──────── DATA SECTION ────────

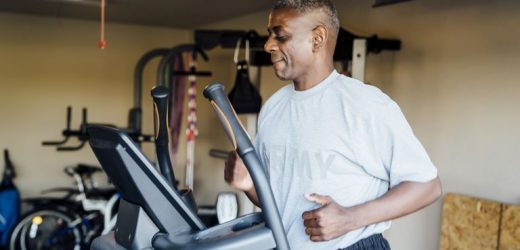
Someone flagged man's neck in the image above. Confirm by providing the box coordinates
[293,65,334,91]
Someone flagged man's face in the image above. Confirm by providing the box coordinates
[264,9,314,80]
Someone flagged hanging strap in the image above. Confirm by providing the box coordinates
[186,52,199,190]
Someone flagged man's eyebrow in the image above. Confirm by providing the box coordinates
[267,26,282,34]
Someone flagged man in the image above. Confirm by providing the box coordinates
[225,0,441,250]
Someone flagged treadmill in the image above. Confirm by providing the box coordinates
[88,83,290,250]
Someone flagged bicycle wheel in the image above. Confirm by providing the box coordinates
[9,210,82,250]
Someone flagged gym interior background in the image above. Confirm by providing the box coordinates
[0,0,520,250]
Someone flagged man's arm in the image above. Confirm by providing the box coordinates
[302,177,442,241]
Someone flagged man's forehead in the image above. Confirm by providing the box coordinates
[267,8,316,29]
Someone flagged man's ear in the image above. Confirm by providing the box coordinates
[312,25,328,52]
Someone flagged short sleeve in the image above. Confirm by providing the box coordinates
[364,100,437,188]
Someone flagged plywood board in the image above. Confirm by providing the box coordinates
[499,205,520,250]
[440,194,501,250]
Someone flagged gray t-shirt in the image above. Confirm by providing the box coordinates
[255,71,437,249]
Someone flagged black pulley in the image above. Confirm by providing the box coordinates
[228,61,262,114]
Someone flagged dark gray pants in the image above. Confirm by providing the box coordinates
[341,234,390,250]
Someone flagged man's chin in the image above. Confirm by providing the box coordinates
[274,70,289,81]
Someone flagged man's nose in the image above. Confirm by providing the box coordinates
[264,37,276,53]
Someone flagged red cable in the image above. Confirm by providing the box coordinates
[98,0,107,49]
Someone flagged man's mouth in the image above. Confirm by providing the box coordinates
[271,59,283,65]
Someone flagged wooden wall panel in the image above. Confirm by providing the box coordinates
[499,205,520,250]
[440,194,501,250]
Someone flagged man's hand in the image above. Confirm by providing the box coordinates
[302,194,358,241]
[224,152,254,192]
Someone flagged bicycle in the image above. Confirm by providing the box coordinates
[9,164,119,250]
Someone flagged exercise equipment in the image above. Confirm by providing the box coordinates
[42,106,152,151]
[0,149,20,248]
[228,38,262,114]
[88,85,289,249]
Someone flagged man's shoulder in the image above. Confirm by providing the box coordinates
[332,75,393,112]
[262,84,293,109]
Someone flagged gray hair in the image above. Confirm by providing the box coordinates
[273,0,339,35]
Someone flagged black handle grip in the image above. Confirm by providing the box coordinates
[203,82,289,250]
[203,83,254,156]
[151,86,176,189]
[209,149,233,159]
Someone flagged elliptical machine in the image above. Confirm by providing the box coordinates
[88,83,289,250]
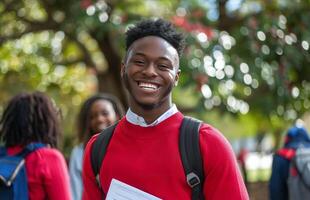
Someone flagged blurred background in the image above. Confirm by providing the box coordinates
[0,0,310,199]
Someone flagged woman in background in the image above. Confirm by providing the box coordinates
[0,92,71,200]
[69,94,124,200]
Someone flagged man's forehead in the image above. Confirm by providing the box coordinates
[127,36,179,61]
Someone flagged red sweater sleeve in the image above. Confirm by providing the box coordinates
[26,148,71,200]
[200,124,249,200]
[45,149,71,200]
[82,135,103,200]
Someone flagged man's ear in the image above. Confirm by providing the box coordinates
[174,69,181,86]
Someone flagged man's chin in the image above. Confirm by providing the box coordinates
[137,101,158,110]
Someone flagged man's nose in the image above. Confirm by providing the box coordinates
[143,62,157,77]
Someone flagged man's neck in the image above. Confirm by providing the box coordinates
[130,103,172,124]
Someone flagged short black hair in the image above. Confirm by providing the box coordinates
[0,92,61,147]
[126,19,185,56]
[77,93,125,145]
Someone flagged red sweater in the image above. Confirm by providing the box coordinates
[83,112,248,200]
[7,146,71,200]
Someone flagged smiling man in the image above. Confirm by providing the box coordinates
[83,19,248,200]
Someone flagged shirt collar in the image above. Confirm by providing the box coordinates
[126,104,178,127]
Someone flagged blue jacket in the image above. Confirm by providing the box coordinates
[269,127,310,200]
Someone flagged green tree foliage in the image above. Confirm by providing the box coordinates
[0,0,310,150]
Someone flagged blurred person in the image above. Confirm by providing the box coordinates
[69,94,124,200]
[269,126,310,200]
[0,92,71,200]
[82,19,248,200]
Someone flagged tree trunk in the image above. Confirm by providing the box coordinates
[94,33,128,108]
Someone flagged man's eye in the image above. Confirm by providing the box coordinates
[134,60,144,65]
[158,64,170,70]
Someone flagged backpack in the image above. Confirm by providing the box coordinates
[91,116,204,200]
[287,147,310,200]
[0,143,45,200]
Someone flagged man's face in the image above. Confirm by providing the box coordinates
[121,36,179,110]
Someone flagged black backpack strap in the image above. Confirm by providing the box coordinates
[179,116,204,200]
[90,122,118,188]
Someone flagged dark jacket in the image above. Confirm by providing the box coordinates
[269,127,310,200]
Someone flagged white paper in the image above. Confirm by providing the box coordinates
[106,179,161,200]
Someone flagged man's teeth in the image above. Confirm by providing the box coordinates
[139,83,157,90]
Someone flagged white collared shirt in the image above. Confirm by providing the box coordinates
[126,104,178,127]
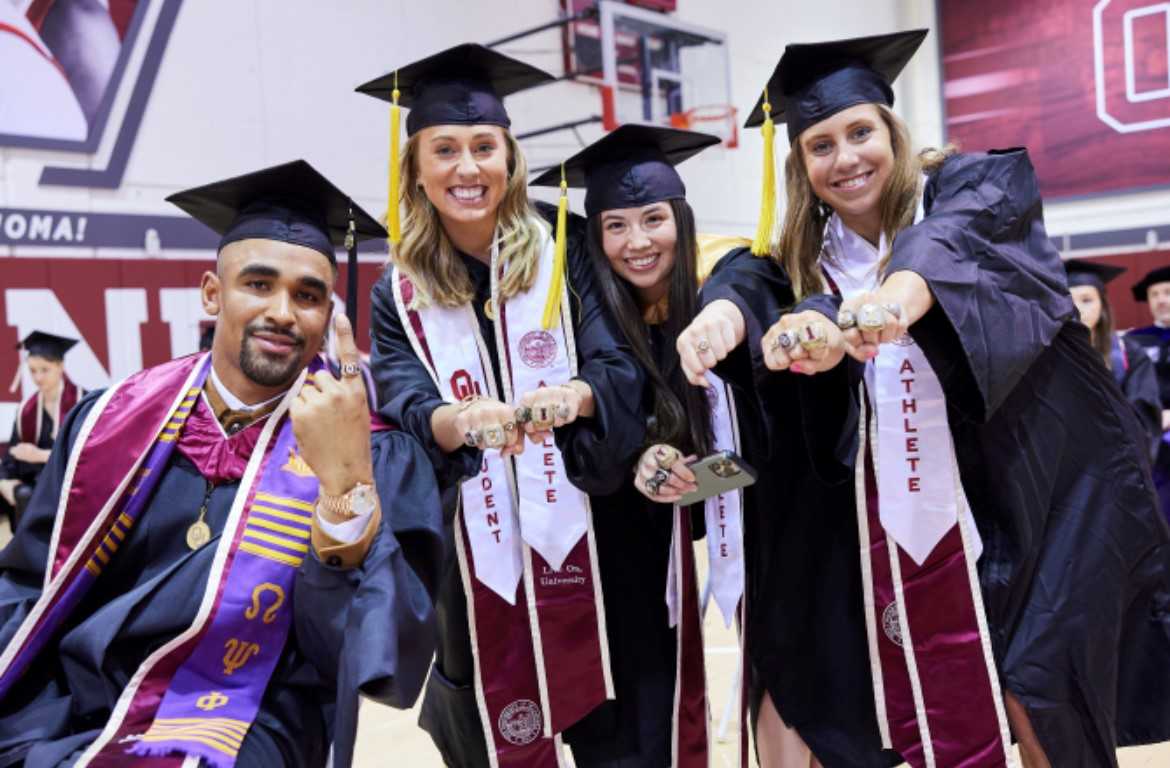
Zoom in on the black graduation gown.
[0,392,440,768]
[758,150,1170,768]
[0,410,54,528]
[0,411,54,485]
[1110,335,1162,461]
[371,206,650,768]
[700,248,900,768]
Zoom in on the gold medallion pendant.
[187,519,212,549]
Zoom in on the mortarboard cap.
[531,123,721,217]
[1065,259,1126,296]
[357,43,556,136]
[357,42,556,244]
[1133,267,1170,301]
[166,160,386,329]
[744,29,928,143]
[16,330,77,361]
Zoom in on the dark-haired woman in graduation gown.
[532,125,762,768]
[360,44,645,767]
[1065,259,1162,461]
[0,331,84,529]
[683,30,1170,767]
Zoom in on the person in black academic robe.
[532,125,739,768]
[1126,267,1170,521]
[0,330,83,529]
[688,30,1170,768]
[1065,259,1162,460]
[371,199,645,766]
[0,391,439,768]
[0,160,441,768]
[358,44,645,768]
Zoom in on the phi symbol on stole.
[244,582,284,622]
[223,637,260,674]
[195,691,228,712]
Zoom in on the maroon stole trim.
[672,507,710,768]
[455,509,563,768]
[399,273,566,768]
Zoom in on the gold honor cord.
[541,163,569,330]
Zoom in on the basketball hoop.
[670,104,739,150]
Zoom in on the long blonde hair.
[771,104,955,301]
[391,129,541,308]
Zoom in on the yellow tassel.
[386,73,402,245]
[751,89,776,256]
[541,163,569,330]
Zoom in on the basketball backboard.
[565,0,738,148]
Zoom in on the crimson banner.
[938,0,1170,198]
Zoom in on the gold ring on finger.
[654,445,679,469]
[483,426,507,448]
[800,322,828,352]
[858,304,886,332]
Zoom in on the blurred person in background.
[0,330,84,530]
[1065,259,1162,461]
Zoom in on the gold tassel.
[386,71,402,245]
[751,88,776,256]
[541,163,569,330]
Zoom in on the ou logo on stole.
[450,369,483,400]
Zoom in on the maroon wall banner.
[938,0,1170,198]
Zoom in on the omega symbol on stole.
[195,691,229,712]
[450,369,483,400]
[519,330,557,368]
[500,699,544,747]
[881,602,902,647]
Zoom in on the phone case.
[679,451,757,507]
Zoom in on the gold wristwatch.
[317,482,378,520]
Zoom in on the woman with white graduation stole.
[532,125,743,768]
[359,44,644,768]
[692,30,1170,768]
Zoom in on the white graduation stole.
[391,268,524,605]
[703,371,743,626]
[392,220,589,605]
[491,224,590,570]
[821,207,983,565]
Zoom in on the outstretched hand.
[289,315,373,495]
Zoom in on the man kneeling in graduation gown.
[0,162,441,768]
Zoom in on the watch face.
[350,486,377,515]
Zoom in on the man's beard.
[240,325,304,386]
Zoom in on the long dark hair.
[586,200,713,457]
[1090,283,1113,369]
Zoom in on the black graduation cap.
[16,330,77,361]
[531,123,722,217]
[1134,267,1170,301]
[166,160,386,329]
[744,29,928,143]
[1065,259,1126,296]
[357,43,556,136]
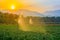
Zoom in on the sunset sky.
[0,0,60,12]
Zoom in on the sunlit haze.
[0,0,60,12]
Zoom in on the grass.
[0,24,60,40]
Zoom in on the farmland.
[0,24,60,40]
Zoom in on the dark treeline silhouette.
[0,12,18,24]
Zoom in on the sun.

────────

* _STATED TASK_: Transcribe the records word for word, starting from the beginning and going on through the line that contains "[364,100,437,188]". Leave the pictures out of your answer.

* _RESULT OF THIS TASK_:
Someone flagged man's neck in the image above. Confirm by providing the box coordinates
[293,65,334,91]
Someone flagged man's face in the image above. Confirm by providing the box coordinates
[264,9,314,80]
Someone flagged hanging strap in the image above. Confirm by providing the box coordinates
[186,52,199,190]
Someone flagged man's eyebrow in the image above. Confirm by providing the box coordinates
[267,26,282,34]
Someone flagged man in the image above. Confirm by providing the box coordinates
[225,0,441,250]
Someone flagged treadmill in the image above. Confirm by providing the box coordinates
[88,83,290,250]
Someone flagged bicycle wheel in the image above. Confirm by providing the box coordinates
[9,210,82,250]
Someone flagged gym interior background in the image above. Confirm by providing the box coordinates
[0,0,520,250]
Someone flagged man's arm in the image above. Confirm by providing the box coordinates
[302,177,442,241]
Someone flagged man's forehead in the image above. Confirm by providing the box coordinates
[267,8,316,29]
Someone flagged man's ear in the image above. Confirm by providing the box coordinates
[312,25,328,52]
Someone flagged short sleeve in the image above. Confirm by providing the box coordinates
[364,100,437,188]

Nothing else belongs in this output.